> **Goal of the exercise**
Every record below must be set down again exactly as given.

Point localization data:
Content starts

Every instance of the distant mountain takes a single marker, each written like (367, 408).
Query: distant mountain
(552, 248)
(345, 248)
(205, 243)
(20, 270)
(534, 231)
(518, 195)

Content ends

> **Task result**
Every instance of the distant mountain takes a single marker, each written like (367, 408).
Query: distant mountain
(552, 248)
(345, 248)
(205, 243)
(20, 270)
(534, 231)
(518, 195)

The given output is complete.